__Try it__:
I need each line of the entries below that includes the string "cluster".

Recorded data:

▼▼▼

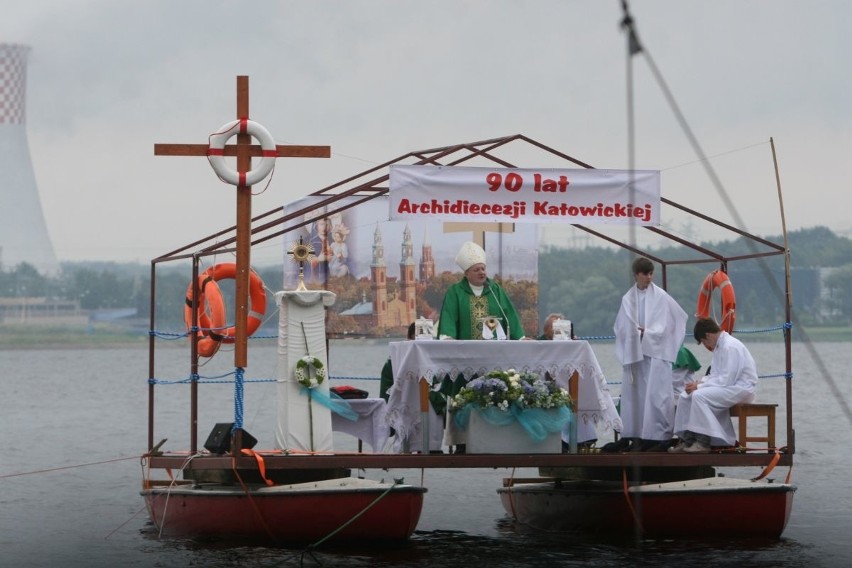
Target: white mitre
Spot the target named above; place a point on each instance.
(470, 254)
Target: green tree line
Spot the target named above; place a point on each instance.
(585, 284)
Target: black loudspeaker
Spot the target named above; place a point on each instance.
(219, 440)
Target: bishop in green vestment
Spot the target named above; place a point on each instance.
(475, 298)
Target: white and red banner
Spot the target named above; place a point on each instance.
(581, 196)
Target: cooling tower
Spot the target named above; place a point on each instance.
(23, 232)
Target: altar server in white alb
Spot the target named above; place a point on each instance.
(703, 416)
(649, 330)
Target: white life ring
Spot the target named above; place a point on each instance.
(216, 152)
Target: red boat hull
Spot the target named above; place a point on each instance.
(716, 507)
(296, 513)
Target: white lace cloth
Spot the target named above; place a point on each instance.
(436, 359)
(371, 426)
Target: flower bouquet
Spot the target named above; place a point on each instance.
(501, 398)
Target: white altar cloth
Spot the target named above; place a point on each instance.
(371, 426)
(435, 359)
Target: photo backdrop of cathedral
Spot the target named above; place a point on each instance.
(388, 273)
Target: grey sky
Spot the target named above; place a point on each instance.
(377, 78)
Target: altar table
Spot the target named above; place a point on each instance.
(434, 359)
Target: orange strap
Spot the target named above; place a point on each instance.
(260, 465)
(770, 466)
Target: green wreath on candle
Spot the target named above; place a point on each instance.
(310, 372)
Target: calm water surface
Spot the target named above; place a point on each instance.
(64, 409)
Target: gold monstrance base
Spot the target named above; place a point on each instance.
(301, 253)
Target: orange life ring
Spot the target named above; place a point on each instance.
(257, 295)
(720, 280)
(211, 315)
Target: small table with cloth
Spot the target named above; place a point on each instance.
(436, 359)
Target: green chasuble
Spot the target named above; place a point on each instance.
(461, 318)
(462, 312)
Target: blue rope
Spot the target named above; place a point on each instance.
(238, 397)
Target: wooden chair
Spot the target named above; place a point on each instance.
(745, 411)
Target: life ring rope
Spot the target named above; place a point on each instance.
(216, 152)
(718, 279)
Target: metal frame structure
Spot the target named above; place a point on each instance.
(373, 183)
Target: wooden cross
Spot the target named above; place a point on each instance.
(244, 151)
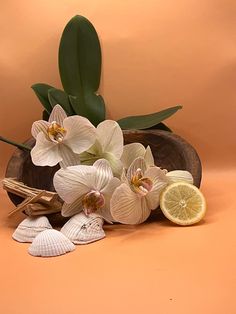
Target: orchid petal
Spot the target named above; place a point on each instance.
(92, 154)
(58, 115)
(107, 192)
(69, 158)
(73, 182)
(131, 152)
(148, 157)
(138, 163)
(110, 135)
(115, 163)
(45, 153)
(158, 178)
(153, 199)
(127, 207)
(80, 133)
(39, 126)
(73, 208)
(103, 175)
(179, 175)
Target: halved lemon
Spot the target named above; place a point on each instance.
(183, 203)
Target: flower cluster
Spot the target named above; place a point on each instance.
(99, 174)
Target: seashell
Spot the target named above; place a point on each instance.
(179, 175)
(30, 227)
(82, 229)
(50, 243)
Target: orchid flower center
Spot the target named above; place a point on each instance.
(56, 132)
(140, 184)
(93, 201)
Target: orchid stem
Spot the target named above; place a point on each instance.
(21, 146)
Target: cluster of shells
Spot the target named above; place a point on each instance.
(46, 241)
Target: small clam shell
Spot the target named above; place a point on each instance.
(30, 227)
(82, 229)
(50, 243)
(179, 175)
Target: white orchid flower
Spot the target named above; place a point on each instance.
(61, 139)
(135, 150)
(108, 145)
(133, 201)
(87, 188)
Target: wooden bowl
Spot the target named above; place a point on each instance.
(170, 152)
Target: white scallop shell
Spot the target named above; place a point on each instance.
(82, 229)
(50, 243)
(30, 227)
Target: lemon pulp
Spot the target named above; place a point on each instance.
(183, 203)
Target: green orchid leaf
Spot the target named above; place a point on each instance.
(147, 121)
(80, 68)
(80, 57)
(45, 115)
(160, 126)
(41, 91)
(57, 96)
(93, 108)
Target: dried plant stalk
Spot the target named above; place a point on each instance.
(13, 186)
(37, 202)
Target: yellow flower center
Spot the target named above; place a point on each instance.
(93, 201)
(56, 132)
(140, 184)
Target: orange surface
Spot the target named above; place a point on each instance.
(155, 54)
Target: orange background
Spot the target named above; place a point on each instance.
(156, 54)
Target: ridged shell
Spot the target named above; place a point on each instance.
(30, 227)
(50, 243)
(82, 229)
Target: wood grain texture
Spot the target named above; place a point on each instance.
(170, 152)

▲▲▲

__Answer below__:
Target: flower cluster
Target: cluster of shells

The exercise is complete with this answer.